> _BRANO DI LETTURA_:
------------------------------------------------------------------------

Il talento creativo della regista palermitana viene riconfermato dalle scene al grande schermo: non è banale che una personalità teatrale riesca ad avere un pensiero cinematografico compiuto che non imita né ripropone stilemi o temi dei suoi spettacoli. “Via Castellana Bandiera” è l’adattamento del suo primo romanzo edito da Rizzoli nel 2009, l’autrice ha scelto di tradurlo sullo schermo, a quanto ci racconta, perché aveva bisogno “della polvere, della strada, della carne”. Un altro risultato insperato ottenuto dal film è la non-rappresentazione della Sicilia, quella Sicilia vernacolare che proprio in una situazione da festival fa sfoggio di sé oscillando tra l’affresco manierista o la farsa terzomondista. Ovviamente Palermo c’è, ma è uno sfondo come un altro in cui si consuma una bizzarra, ma non così tanto, vicenda di ordinaria disumanità. Allo stesso modo, l’amore che lega Rosa, la protagonista interpretata dalla Dante, e Clara (Alba Rohrwacher) non è un amore omosessuale da trattare in questa o quella maniera, ma semplicemente un amore che ha un momento di crisi e poi di ritrovamento come qualsiasi altro.

Il confitto tra Rosa e Samira, personaggio tutto sostenuto dagli straordinari sguardi di Elena Cotta, può avere diverse letture ma nessuna obbligatoria: un confronto generazionale, una battaglia tra immagini riflesse, uno scontro tra origini differenti (Samira è albanese). La personalità dell’autrice né la sua importante carriera non invadono la storia, che in definitiva ha uno spunto originale, che si estende purtroppo anche oltre il dovuto, con qualche cedimento di ritmo a svantaggio di una confezione altrimenti interessante.

Ancora una donna protagonista nel secondo film in concorso del giorno, Robyn Davidson, la tracker australiana interpretata da Mia Wasikowska in “Tracks”, di John Curran, l’incredibile storia vera di una ragazza che attraversa il deserto australiano, percorrendo a piedi 3000 km insieme alla sua cagnetta e ai suoi quattro cammelli. Perché mai una ragazza sceglie, nel 1975, di rischiare la vita in un’impresa ai limiti dell’umano? Semplicemente, per esprimere un dissenso. Per non essere obbligata ad essere d’accordo, ad essere felice, a essere parte di un processo culturale con il quale si è in contrasto. Come nel suo film più prossimo, “Into the wild” di Sean Penn, Robyn ricerca la solitudine assoluta, intollerante a qualsiasi interferenza affettiva, al fine di compiere un’impresa fine a se stessa senza dubbio, ma proprio per questo necessaria e definitiva.

Echi malickiani inevitabili viste le straordinarie location, ma la regia di Curran è classica, pulita, ispirata alle fotografie originali che furono pubblicate dal National Geographic, “sponsor” del viaggio. La riflessione sulla necessità della solitudine è resa ancora più interessante se messa in contrasto con l’eccesso di condivisione e connessione (discorso worldwide, che però esclude il wifi del Lido, sia ben chiaro) in cui siamo immersi nella nostra epoca: probabilmente, iniziare un cammino simile adesso risulterebbe ancora più bizzarro. E sicuramente, ancora più doveroso.

------------------------------------------------------------------------

> _DATI FORNITI_:
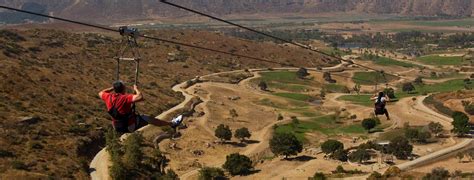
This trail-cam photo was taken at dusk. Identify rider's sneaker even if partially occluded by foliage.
[171,115,184,128]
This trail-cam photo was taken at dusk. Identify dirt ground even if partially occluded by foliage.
[154,68,468,179]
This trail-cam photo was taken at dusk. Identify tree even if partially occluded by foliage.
[313,172,327,180]
[149,148,166,175]
[296,68,309,79]
[234,127,252,142]
[198,167,225,180]
[270,133,303,158]
[330,149,348,162]
[323,72,336,83]
[105,127,122,160]
[362,118,377,133]
[405,128,420,142]
[417,131,431,143]
[349,149,371,163]
[109,159,128,180]
[160,169,179,180]
[387,136,413,159]
[402,83,415,93]
[222,153,253,176]
[423,167,449,180]
[214,124,232,142]
[428,122,443,137]
[321,139,344,154]
[258,81,268,91]
[451,111,470,136]
[123,133,143,169]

------------------------------------------------------------------------

> _CONSEGNE_:
[1] Secondo il brano, quanti chilometri percorre a piedi Robyn Davidson attraverso il deserto australiano?
[2] Trascrivi fedelmente la parte del brano che si apre con le parole contenenti "Ancora una donna" e si chiude con "necessaria e definitiva.".
Le righe non servono per svolgere questo lavoro.

> _SOLUZIONI DEGLI ESERCIZI_:
[1] 3000 km.

[2]
Ancora una donna protagonista nel secondo film in concorso del giorno, Robyn Davidson, la tracker australiana interpretata da Mia Wasikowska in “Tracks”, di John Curran, l’incredibile storia vera di una ragazza che attraversa il deserto australiano, percorrendo a piedi 3000 km insieme alla sua cagnetta e ai suoi quattro cammelli. Perché mai una ragazza sceglie, nel 1975, di rischiare la vita in un’impresa ai limiti dell’umano? Semplicemente, per esprimere un dissenso. Per non essere obbligata ad essere d’accordo, ad essere felice, a essere parte di un processo culturale con il quale si è in contrasto. Come nel suo film più prossimo, “Into the wild” di Sean Penn, Robyn ricerca la solitudine assoluta, intollerante a qualsiasi interferenza affettiva, al fine di compiere un’impresa fine a se stessa senza dubbio, ma proprio per questo necessaria e definitiva.